The adaptive controller currently observes SNR/PER at the selected operating point and uses link_model to infer whether other MCS rows would work. That is fast, but the counterfactual can be wrong on real hardware: MCS-specific receiver behavior, multipath, interference, PA distortion, temperature, and calibration error are not fully represented by one SNR measurement.

Rate controllers such as Fluke address this by inserting low-duty probes at other MCSes. The receiver therefore learns the actual PER of candidate rates instead of extrapolating all of them from the active rate.

Devourer already has the necessary building blocks:

  • tests/link_probe.{sh,py} performs an offline MCS sweep and reports per-MCS delivery/SNR.
  • rc_proto.probe_bw() defines a deterministic, zero-wire-overhead bandwidth-probe schedule from the 12-bit application sequence number.
  • AdaptiveVtx.probe_bw_for_seq() exposes the per-packet override to the injector.
  • score.RungWindow attributes both received probes and gap-inferred missing probes to a bandwidth rung.
  • Controller.report_rung_delivery() consumes measured candidate delivery and temporarily blocks bad bandwidth rows.

We should reuse this shape for continuous MCS probing, while keeping Devourer's objective: minimum energy per delivered bit subject to the per-layer delivery SLA, not simply the highest MCS.

Proposed first version

Add deterministic, low-duty probes for the MCS immediately above and below the selected MCS. Keep bandwidth, TXAGC, guard interval, and FEC unchanged during an MCS probe so the observation isolates the rate dimension.

Example while the commanded row is MCS4:

normal frames: MCS4
up probe:      MCS5 at commanded BW/TXAGC/FEC
down probe:    MCS3 at commanded BW/TXAGC/FEC

Both endpoints derive the probe assignment from (video_seq, profile/epoch). The first version should not add a per-frame control field. A schedule epoch or commanded profile must be part of the derivation (or reset the estimator on a profile change), otherwise delayed/reordered frames around a rate transition can be attributed to the wrong candidate.

Do not combine MCS and bandwidth exploration in the same probe frame. Allocate disjoint schedule slots so every result has one changed variable.

Implementation sketch

1. Shared probe schedule (tools/precoder/rc_proto.py)

  • Generalize the probe API or add probe_mcs(seq, selected_mcs, mcs_set, epoch=...) -> int | None.
  • Only return adjacent valid MCSes initially: selected-1 and selected+1.
  • Give bandwidth and MCS probes disjoint slots.
  • Make the duty configurable, with a conservative default (target 2-5% total MCS probes).
  • Preserve deterministic behavior and the 12-bit sequence wrap.
  • Document schedule/config equality as a protocol invariant between VTX and VRX.

2. Per-packet VTX override (tools/precoder/adaptive_link.py and injector plumbing)

  • Add an AdaptiveVtx.probe_mcs_for_seq() companion to probe_bw_for_seq().
  • Apply the returned rate through the existing per-packet radiotap MCS/rate path.
  • Keep the commanded BW, TXAGC and FEC for the probe.

• [Record set]

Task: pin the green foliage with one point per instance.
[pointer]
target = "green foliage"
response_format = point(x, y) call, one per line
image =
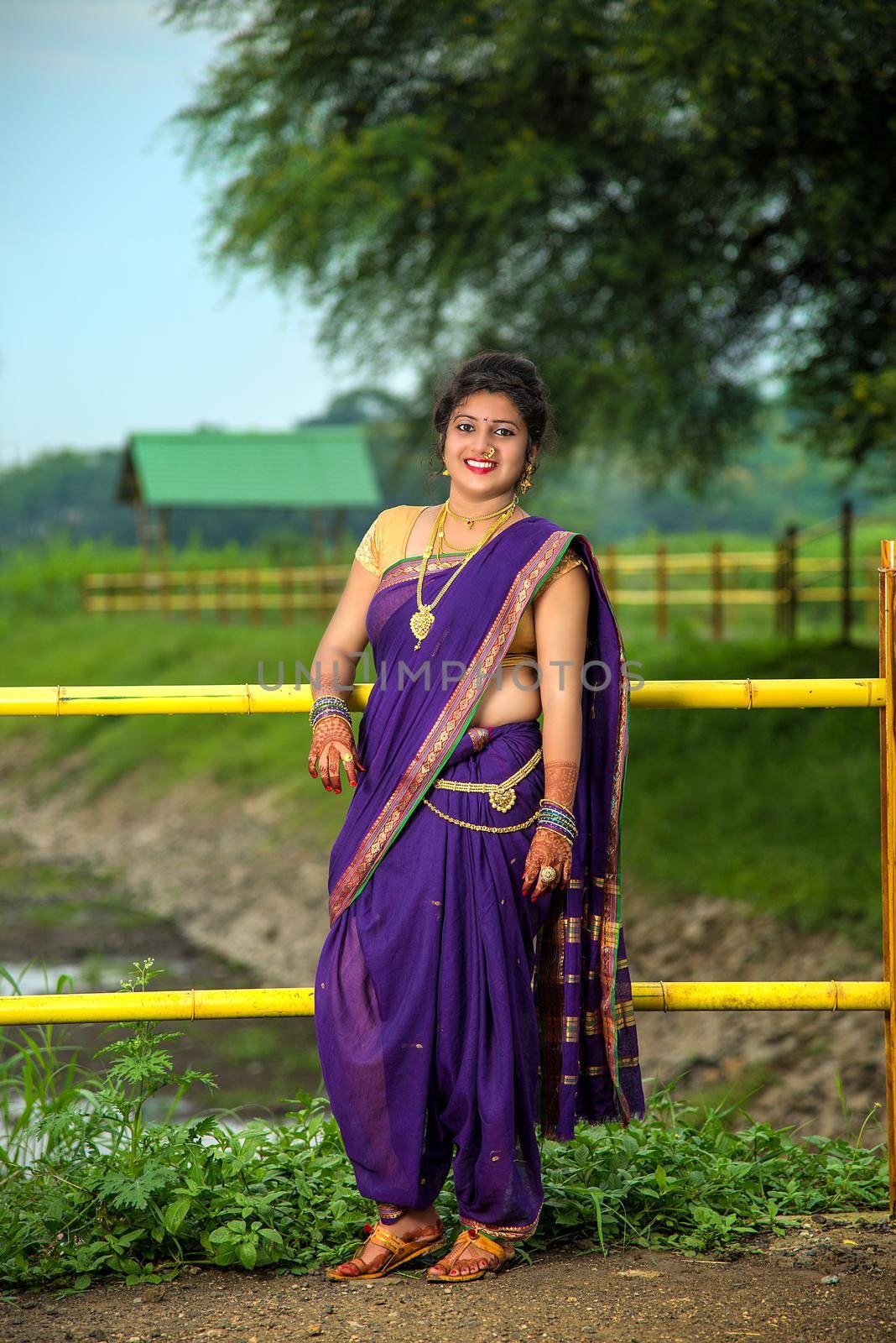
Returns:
point(91, 1190)
point(649, 199)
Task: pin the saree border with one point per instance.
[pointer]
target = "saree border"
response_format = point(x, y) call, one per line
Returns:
point(608, 947)
point(560, 933)
point(445, 732)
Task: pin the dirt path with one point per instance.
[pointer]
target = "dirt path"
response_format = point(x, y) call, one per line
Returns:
point(240, 880)
point(829, 1279)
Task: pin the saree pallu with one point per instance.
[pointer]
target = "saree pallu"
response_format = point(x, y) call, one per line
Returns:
point(448, 1007)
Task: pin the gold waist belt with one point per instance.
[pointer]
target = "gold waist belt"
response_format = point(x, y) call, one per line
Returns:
point(502, 796)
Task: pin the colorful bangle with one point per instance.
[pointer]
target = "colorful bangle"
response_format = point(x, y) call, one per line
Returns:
point(329, 704)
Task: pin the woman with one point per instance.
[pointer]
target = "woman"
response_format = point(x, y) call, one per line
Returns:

• [Brief A]
According to the MCS probing proposal, which factors are not fully represented by one SNR measurement? List them all.
• [Brief B]
From the MCS probing proposal, extract the passage that begins at the words "1. Shared probe" and stops after the words "radiotap MCS/rate path.".
The items above have no connection to the MCS probing proposal.

• [Expected output A]
- MCS-specific receiver behavior
- multipath
- interference
- PA distortion
- temperature
- calibration error

• [Expected output B]
1. Shared probe schedule (tools/precoder/rc_proto.py)

  • Generalize the probe API or add probe_mcs(seq, selected_mcs, mcs_set, epoch=...) -> int | None.
  • Only return adjacent valid MCSes initially: selected-1 and selected+1.
  • Give bandwidth and MCS probes disjoint slots.
  • Make the duty configurable, with a conservative default (target 2-5% total MCS probes).
  • Preserve deterministic behavior and the 12-bit sequence wrap.
  • Document schedule/config equality as a protocol invariant between VTX and VRX.

2. Per-packet VTX override (tools/precoder/adaptive_link.py and injector plumbing)

  • Add an AdaptiveVtx.probe_mcs_for_seq() companion to probe_bw_for_seq().
  • Apply the returned rate through the existing per-packet radiotap MCS/rate path.